#### Detalhes do exercício:
Diga se cada afirmação a seguir está de acordo com o trecho sobre a entrada de gestoras de recursos na bolsa. Responda sim ou não e cite literalmente as palavras do trecho que decidem a questão.
1. A GP Investments foi fundada em 1993.
2. O pedido de registro da Claritas já havia sido aprovado pela CVM.
3. As gestoras fizeram ofertas de BDRs no mercado local.

#### Trecho do texto:

Desde a retomada do mercado de capitais, em 2004, alguns setores resolveram se arriscar no mundo das companhias abertas. Foi assim com o sucroalcooleiro, capitaneado pela Cosan, e, mais recentemente, com a área de educação, que ingressou em bolsa por meio da Anhanguera. Sem fazer muito barulho, em junho do ano passado, o segmento de gestão de recursos de terceiros também ingressou na Bolsa de Valores de São Paulo (Bovespa), através da pioneira GP Investments. Fundada em 1993, a GP é uma das mais reconhecidas gestoras de private equity do País e, antes mesmo de sua própria abertura de capital, colheu lucros como acionista vendedora nos IPOs de empresas como ALL, Submarino e Gafisa. Em maio último, o setor ganhou a adesão da Tarpon. E aguarda a próxima da fila, a Claritas, cujo pedido de registro para a oferta estava em análise na Comissão de Valores Mobiliários (CVM) até o fechamento desta edição. Rumores de mercado cogitam também o IPO da Gávea Investimentos, de Armínio Fraga.

Com uma proposta muito semelhante — todas fizeram ofertas de BDRs no mercado local —, elas trazem para a bolsa brasileira um modelo de negócio de características peculiares e, em alguns aspectos, controversas quando se trata de mercado de capitais. A começar pela questão da transparência. Para as gestoras de recursos, a estratégia de investimentos é um segredo essencial para o sucesso do negócio. Como conciliar isso com os níveis de transparência exigidos pelo mercado?

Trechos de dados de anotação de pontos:
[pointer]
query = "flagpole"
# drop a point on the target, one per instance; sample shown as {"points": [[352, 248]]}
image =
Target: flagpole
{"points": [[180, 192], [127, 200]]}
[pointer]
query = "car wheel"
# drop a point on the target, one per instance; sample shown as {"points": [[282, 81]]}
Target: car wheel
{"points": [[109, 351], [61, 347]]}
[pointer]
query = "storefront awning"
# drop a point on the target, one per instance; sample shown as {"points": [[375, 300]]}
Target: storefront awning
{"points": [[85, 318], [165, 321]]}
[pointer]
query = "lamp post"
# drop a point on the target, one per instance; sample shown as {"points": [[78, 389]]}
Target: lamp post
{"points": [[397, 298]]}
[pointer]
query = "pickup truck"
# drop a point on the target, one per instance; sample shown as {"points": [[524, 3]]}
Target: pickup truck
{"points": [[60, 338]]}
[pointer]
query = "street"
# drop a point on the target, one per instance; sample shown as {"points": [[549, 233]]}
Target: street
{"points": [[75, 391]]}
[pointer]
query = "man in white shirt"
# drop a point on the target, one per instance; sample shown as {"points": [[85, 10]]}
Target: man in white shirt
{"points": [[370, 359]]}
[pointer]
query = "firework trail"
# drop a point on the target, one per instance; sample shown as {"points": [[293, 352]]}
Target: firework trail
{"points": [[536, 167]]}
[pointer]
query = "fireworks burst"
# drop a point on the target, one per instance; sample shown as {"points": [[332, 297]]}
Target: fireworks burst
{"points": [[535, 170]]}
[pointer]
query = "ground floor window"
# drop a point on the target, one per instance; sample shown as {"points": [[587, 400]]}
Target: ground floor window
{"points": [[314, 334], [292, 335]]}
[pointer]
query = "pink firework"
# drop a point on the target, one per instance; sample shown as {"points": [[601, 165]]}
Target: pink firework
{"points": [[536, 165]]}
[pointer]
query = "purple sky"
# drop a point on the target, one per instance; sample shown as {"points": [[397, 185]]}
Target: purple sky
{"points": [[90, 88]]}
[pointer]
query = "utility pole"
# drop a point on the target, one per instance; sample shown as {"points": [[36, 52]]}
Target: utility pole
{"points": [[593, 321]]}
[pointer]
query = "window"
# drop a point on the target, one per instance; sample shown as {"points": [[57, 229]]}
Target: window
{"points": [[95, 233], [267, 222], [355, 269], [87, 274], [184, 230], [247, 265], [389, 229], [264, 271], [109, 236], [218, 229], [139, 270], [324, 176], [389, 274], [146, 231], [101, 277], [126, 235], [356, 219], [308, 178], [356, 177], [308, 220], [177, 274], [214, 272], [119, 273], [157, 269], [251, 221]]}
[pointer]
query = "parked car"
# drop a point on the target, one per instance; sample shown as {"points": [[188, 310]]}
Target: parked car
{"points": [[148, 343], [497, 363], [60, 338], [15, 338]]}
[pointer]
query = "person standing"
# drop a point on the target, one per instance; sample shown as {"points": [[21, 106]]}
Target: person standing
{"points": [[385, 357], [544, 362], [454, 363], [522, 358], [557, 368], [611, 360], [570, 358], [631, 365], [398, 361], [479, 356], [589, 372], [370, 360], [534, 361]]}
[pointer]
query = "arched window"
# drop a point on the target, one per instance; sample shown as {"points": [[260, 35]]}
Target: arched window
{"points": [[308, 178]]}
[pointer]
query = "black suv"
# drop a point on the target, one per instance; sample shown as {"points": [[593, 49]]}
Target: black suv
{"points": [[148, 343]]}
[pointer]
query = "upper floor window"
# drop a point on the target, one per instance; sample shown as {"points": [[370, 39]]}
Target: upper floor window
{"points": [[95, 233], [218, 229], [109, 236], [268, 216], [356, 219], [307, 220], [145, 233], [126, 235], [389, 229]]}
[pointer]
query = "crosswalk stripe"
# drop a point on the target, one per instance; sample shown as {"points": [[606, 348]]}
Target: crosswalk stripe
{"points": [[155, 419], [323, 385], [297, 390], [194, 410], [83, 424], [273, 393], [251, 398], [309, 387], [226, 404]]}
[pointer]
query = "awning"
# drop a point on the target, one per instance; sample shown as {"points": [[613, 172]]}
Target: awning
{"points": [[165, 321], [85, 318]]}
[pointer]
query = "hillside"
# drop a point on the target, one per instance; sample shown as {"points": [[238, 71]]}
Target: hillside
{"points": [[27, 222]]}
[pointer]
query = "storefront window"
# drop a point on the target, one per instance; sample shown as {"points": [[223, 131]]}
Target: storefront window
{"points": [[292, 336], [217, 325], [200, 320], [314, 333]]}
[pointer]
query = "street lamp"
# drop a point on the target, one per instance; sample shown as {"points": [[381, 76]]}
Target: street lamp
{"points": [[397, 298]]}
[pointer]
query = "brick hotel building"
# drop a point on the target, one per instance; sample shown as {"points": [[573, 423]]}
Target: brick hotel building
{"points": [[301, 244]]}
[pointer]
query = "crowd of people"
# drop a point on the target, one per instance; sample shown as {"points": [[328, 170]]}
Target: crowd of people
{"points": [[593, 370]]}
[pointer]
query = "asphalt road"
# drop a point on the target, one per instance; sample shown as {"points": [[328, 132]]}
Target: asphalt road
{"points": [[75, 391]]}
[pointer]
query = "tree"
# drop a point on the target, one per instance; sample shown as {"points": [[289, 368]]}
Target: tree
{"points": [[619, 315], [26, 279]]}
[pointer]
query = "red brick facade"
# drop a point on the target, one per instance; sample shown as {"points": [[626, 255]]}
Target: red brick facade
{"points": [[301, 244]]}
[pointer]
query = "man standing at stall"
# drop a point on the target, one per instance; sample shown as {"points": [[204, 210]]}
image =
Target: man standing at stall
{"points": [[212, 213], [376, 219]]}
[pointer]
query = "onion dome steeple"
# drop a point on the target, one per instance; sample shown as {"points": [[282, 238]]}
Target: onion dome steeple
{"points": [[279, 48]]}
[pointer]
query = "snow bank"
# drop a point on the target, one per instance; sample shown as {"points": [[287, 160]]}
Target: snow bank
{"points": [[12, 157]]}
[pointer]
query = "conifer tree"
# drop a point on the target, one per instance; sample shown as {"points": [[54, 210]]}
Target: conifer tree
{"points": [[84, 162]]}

#### Resposta abaixo:
1. Sim: "Fundada em 1993, a GP é uma das mais reconhecidas gestoras de private equity do País".
2. Não: "cujo pedido de registro para a oferta estava em análise na Comissão de Valores Mobiliários (CVM) até o fechamento desta edição".
3. Sim: "todas fizeram ofertas de BDRs no mercado local".